Collect every line of the data below that contains the string "door", and treat uppercase and lowercase as different.

## Recorded data
::::::
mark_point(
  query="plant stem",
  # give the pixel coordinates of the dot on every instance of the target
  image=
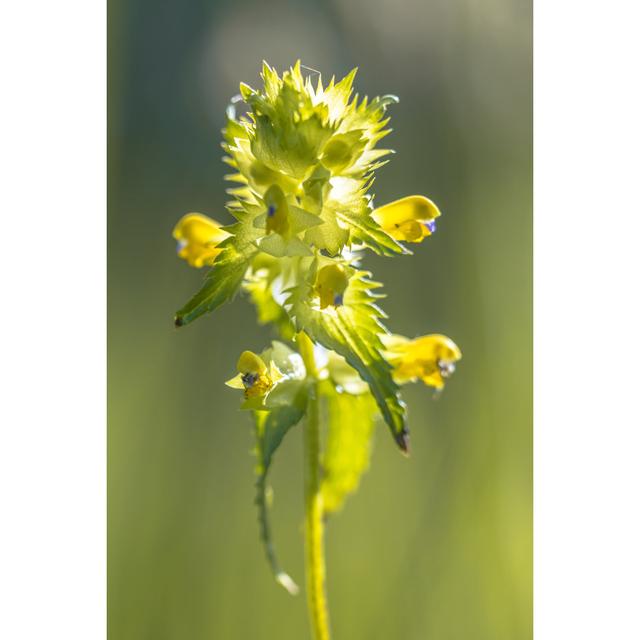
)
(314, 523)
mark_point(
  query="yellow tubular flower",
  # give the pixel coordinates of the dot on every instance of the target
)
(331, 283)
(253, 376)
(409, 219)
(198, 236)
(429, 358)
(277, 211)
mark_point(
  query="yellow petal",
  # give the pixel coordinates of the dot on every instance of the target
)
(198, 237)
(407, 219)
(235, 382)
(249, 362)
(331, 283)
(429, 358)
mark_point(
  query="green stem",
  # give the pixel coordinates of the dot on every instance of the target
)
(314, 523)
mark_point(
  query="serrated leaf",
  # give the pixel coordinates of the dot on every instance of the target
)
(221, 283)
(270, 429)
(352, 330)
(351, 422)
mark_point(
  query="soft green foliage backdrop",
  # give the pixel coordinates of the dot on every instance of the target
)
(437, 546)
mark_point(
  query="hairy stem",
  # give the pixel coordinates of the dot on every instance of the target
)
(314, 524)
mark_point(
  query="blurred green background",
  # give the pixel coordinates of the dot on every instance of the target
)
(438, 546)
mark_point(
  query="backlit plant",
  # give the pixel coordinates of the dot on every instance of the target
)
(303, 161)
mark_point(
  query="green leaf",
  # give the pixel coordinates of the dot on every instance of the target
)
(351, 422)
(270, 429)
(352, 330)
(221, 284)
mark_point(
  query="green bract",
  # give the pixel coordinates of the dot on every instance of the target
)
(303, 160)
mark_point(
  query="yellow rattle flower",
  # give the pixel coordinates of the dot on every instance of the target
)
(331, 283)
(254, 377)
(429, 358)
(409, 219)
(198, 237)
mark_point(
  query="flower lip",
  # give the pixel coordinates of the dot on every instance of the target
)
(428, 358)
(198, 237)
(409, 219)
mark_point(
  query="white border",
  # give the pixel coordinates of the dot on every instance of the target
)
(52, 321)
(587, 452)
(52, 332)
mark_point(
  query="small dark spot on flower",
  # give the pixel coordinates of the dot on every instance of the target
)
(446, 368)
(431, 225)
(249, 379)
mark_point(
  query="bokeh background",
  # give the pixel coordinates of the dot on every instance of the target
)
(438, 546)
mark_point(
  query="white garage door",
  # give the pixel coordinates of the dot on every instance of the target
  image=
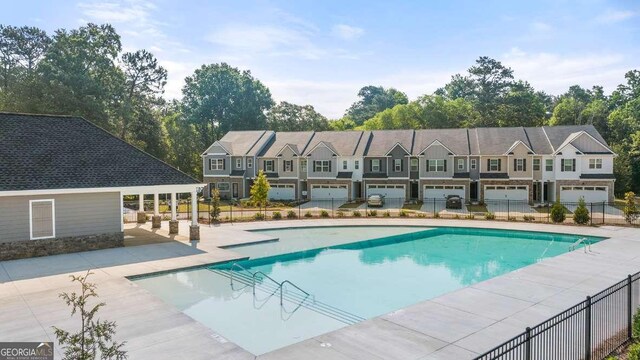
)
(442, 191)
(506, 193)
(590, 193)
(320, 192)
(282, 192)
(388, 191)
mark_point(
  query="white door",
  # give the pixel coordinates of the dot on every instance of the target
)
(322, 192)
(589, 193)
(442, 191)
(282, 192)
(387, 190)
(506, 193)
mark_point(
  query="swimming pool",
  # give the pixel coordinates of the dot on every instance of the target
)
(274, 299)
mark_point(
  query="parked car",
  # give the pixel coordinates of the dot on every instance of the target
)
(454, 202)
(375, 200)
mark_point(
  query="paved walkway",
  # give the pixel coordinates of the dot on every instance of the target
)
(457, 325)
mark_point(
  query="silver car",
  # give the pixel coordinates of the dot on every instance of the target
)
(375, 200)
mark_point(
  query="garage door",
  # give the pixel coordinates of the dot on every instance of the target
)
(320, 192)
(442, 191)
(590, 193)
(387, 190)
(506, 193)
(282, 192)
::::::
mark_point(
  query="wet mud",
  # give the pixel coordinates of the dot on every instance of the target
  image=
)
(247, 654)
::::::
## Correct output
  query="white garage door",
  query="white door",
  query="garage door",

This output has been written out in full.